== SUPPLIED MATERIAL ==

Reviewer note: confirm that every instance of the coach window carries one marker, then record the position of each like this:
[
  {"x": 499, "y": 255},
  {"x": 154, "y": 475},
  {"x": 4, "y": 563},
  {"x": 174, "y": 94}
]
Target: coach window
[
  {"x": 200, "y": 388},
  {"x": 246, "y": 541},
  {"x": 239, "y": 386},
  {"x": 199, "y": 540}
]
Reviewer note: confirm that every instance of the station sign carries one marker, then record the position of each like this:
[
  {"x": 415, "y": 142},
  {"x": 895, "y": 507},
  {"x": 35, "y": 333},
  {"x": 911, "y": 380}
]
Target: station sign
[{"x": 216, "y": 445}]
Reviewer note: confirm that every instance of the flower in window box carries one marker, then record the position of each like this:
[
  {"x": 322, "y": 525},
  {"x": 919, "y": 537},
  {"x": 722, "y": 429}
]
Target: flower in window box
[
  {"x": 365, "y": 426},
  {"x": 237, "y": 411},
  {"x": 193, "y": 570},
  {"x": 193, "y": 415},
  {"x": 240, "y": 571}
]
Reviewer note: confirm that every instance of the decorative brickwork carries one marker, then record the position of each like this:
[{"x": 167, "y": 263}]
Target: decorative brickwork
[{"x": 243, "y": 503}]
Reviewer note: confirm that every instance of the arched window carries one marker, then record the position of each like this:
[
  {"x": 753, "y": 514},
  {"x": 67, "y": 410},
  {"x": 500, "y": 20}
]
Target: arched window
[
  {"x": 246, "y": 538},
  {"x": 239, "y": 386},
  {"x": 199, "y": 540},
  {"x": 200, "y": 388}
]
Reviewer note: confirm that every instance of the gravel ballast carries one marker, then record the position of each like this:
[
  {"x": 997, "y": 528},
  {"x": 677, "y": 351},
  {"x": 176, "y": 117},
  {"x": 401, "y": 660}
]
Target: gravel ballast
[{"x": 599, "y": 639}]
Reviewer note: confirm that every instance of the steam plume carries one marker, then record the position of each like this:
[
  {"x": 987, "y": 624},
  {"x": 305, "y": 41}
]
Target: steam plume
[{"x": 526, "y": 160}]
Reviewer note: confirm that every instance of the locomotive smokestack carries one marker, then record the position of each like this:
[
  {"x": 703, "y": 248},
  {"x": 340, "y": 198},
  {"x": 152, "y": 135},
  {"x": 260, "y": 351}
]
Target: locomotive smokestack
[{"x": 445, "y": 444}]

===

Could you reproduce all of the entries exactly as they appear?

[FINISHED TASK]
Reviewer note: confirm that every instance of the coach window carries one marker, then record the position of each like this:
[
  {"x": 499, "y": 255},
  {"x": 154, "y": 475},
  {"x": 4, "y": 563},
  {"x": 174, "y": 94}
]
Target: coach window
[
  {"x": 200, "y": 388},
  {"x": 246, "y": 541},
  {"x": 239, "y": 386},
  {"x": 199, "y": 540}
]
Reviewer note: confirm that every instance of the station sign carries one marker, then record the position of each like this:
[
  {"x": 415, "y": 142},
  {"x": 895, "y": 507},
  {"x": 35, "y": 333},
  {"x": 911, "y": 380}
]
Target: station sign
[{"x": 216, "y": 445}]
Reviewer note: confirm that every instance of the flower in window box carries one marker, then record the position of each like this:
[
  {"x": 322, "y": 525},
  {"x": 919, "y": 537},
  {"x": 722, "y": 429}
]
Target: flower in window box
[
  {"x": 365, "y": 426},
  {"x": 237, "y": 411},
  {"x": 193, "y": 570},
  {"x": 193, "y": 415},
  {"x": 240, "y": 571}
]
Reviewer note: confirm that every instance of the decorative brickwork carries one marker, then record the position of each like this:
[{"x": 167, "y": 263}]
Target: decorative brickwork
[{"x": 243, "y": 503}]
Reviewer note: confirm that every instance of the arched window carries one marker, then record the position of each like this:
[
  {"x": 753, "y": 514},
  {"x": 67, "y": 410},
  {"x": 500, "y": 20}
]
Target: arched window
[
  {"x": 246, "y": 538},
  {"x": 239, "y": 386},
  {"x": 199, "y": 540},
  {"x": 200, "y": 388}
]
Reviewer note: confirm that every instance of the gravel ballast carries one marker, then record the position of each like this:
[
  {"x": 997, "y": 528},
  {"x": 677, "y": 351},
  {"x": 176, "y": 117},
  {"x": 401, "y": 660}
]
Target: gravel ballast
[{"x": 599, "y": 639}]
Reviewer note: confirm that every instance of the steam plume carries one marker, then record the position of each like this:
[
  {"x": 987, "y": 624},
  {"x": 305, "y": 41}
]
Target: steam plume
[{"x": 526, "y": 160}]
Reviewer note: confirm that every instance of the locomotive smokestack carries one marker, then record the position of each like this:
[
  {"x": 703, "y": 248},
  {"x": 340, "y": 198},
  {"x": 152, "y": 135},
  {"x": 260, "y": 351}
]
Target: locomotive smokestack
[{"x": 445, "y": 444}]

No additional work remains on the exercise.